Records:

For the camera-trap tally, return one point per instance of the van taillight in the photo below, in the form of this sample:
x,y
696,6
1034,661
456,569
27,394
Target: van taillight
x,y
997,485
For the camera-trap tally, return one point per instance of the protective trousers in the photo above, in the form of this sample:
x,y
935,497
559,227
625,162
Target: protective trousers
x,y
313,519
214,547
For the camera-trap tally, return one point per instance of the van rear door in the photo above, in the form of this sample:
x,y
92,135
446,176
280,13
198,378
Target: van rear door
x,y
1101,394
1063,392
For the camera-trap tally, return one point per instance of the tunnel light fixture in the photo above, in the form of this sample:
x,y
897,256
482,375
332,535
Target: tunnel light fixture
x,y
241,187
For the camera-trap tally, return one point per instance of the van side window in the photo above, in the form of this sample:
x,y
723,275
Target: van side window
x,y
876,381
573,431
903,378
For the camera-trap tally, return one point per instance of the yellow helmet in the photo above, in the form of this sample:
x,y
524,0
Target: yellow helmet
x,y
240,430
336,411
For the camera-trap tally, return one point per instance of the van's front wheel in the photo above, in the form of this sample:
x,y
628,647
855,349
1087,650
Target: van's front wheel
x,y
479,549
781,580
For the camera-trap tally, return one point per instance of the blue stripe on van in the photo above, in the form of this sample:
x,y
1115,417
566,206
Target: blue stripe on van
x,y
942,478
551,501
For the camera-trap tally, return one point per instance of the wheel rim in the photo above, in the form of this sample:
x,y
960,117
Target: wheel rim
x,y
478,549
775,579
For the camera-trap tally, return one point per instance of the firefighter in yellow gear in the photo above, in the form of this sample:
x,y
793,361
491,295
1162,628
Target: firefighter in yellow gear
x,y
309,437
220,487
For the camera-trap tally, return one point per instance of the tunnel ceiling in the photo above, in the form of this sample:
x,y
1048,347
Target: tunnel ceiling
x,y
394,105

TASK OBJECTIVE - Write out all of the material above again, swapping "camera-trap tally" for "site survey" and keeping everything else the same.

ANSWER FOR THE TASK -
For the site survey, return one point per instance of the van taillight in the photo below, in the form of this sample:
x,y
696,6
1034,661
456,569
27,394
Target: van taillight
x,y
997,485
For the site survey, return one point per instance of the protective trousers in the photo above, in the form of this sample:
x,y
935,497
559,227
625,162
Target: protective trousers
x,y
313,519
214,547
For the site survey, return one point per instance of the van rear door in the photo above, in the form of this sample:
x,y
92,135
446,176
280,13
198,378
Target: van rear door
x,y
1101,394
1063,392
For the site survey, return one point per instance of the tunnel light fixture in the photo above, in the form of this sample:
x,y
897,256
482,375
332,535
Target: tunnel light fixture
x,y
241,187
For the site survey, return one point per instance of the van side window in the photo above, in the form of this sample:
x,y
723,275
Target: van side window
x,y
876,381
573,431
903,378
For the site survey, return one point per instance of the yellow helmet in the photo above, in the form of this sample:
x,y
524,0
Target: yellow helmet
x,y
240,430
336,411
For the site survey, return one point per instance of the van's front wheel in the photo above, in the form of this sample:
x,y
628,647
855,349
1087,650
Target: van's front wheel
x,y
479,549
781,580
For the site survey, return one point per instance of the blue stripe on van in the photo above, in the form of this sample:
x,y
1115,417
566,206
Target: blue stripe on van
x,y
942,478
551,501
For the site survey, return one point per instance of the wheel rim in the photo above, in the form of this sample:
x,y
960,117
Target: wheel rim
x,y
478,549
775,579
For the site survey, return one point per instance of the firefighter in yellow gear in the photo above, in the form of this sample:
x,y
793,361
491,295
1162,628
Target: firefighter in yellow gear
x,y
309,437
220,487
For the site survey, return one point per instance of the tunnel ceiling in the photo above, in the form of this sample:
x,y
1048,347
Target: tunnel ceiling
x,y
394,105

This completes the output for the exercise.